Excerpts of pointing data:
+-------+

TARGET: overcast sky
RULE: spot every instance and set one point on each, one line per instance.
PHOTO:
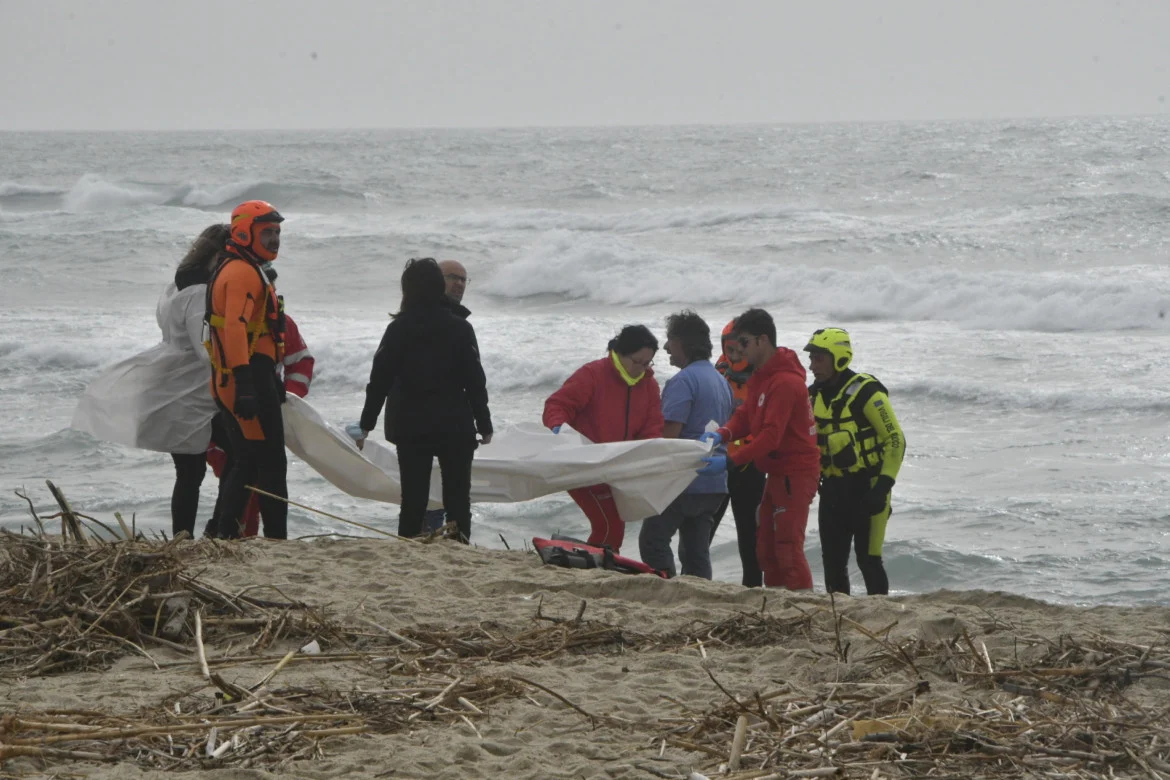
(386, 63)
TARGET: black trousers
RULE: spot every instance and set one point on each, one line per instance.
(844, 523)
(414, 462)
(190, 469)
(188, 476)
(259, 463)
(745, 490)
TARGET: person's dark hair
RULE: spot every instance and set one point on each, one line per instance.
(207, 249)
(422, 284)
(633, 338)
(756, 322)
(693, 332)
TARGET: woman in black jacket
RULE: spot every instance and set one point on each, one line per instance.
(432, 353)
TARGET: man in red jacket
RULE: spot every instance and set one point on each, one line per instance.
(778, 418)
(296, 370)
(610, 400)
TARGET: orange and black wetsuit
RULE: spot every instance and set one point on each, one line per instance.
(246, 344)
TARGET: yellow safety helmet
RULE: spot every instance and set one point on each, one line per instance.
(834, 342)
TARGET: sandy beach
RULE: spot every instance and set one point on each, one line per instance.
(604, 675)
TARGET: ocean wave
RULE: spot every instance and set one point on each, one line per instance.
(635, 221)
(608, 269)
(954, 393)
(15, 188)
(95, 193)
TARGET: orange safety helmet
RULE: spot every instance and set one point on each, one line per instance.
(247, 219)
(728, 332)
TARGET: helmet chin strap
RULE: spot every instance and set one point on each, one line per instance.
(248, 253)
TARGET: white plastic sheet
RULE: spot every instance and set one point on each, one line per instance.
(518, 464)
(159, 399)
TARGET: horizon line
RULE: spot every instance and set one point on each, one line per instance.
(613, 125)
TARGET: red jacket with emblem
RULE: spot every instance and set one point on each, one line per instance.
(778, 416)
(599, 404)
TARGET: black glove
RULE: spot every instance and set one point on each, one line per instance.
(245, 393)
(876, 497)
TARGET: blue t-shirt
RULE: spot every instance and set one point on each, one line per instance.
(694, 397)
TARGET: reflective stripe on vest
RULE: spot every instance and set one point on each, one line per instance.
(847, 444)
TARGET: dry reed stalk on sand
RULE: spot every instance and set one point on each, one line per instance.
(1052, 708)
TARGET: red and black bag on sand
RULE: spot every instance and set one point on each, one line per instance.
(575, 553)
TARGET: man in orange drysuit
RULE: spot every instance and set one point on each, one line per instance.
(246, 340)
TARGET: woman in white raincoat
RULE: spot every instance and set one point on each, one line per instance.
(160, 399)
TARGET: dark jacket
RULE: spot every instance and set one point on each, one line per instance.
(431, 358)
(394, 395)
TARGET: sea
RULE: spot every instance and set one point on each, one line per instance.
(1006, 280)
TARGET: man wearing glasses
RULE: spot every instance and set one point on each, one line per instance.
(778, 416)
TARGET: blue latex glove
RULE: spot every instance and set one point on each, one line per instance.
(715, 466)
(710, 436)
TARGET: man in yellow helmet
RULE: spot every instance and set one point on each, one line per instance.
(861, 449)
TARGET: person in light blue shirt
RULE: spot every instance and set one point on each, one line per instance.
(692, 399)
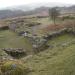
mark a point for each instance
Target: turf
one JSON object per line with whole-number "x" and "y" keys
{"x": 56, "y": 61}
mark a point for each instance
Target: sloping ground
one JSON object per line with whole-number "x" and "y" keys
{"x": 9, "y": 39}
{"x": 56, "y": 61}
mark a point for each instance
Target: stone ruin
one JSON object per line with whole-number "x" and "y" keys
{"x": 15, "y": 52}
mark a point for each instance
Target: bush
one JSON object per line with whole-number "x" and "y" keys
{"x": 14, "y": 68}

+-------+

Stated goal: The listing above needs to be output again exactly. Don't include the pictures.

Complete response:
TARGET: overcast sky
RULE: spot every instance and set one point on each, one line per instance.
PHOTO:
(386, 63)
TARGET: black trousers
RULE: spot every instance and set one point on each, one line per instance.
(844, 523)
(414, 462)
(190, 469)
(188, 476)
(259, 463)
(745, 490)
TARGET: person's dark hair
RULE: spot every instance and set one point on each, one line per instance.
(207, 249)
(422, 284)
(633, 338)
(756, 322)
(693, 332)
TARGET: woman in black jacket
RULE: spot every instance and set one point on each, one line per instance.
(432, 353)
TARGET: man in red jacket
RULE: spot every instance and set one point on each, one line per instance.
(778, 418)
(296, 370)
(610, 400)
TARGET: orange and black wetsuit
RULE: spot every instance and set one point on each, one line per instance.
(246, 344)
TARGET: yellow safety helmet
RULE: spot every instance and set one point on each, one line per instance.
(834, 342)
TARGET: sandy beach
RULE: spot every instance and set one point on each, one line per instance.
(604, 675)
TARGET: ocean wave
RULE: spot every instance and set one point on each, one line per instance.
(635, 221)
(608, 269)
(954, 393)
(15, 188)
(95, 193)
TARGET: orange safety helmet
RULE: spot every instance and set one point on each, one line per instance.
(247, 219)
(728, 332)
TARGET: helmet chin strap
RULE: spot every instance and set one point on each, one line per instance.
(248, 253)
TARGET: white plastic sheet
RULE: spot every instance and set one point on each, one line per instance.
(518, 464)
(159, 399)
TARGET: horizon line
RULE: spot every instance and set one point on each, one line per instance.
(613, 125)
TARGET: red jacket with emblem
RULE: spot every instance and set one point on each, one line per instance.
(778, 416)
(599, 404)
TARGET: black glove
RULE: spot every instance and set one point on each, one line per instance.
(245, 393)
(876, 497)
TARGET: blue t-shirt
RULE: spot every instance and set one point on each, one line per instance.
(694, 397)
TARGET: reflective stripe on vest
RULE: spot every instance and set one point on each, one line per instance.
(847, 444)
TARGET: dry reed stalk on sand
RULE: spot every instance and set one point on each, one line per instance.
(1052, 708)
TARGET: red and black bag on sand
RULE: spot every instance and set one point on each, one line per instance.
(575, 553)
TARGET: man in orange drysuit
RULE: spot every instance and set one point on each, one line per instance.
(246, 340)
TARGET: woman in white raincoat
RULE: spot every instance and set one point on each, one line per instance.
(160, 399)
TARGET: dark jacket
RULE: spot every instance and set one point on each, one line per instance.
(431, 358)
(394, 395)
TARGET: sea
RULE: spot every instance and set one point on each, one line per instance.
(1006, 280)
TARGET: man wearing glasses
RULE: spot every instance and set one point on each, one line per instance.
(778, 416)
TARGET: blue latex glove
RULE: spot every instance and set one point on each, one line per instance.
(715, 466)
(710, 436)
TARGET: man in yellow helmet
RULE: spot every instance and set one point on each, one line per instance.
(861, 449)
TARGET: person in light blue shirt
RULE: spot every instance and set one point on each, one line per instance.
(692, 399)
mark a point for each instance
Target: turf
one JSON object per line with whole-number "x" and "y" keys
{"x": 56, "y": 61}
mark a point for each instance
Target: sloping ground
one JSON object per line with whole-number "x" and "y" keys
{"x": 9, "y": 39}
{"x": 56, "y": 61}
mark a point for each instance
Target: stone ruin
one JSON object per line with whole-number "x" and "y" keys
{"x": 15, "y": 52}
mark a point for each instance
Target: bush
one JSON object per line with whole-number "x" and "y" keys
{"x": 14, "y": 68}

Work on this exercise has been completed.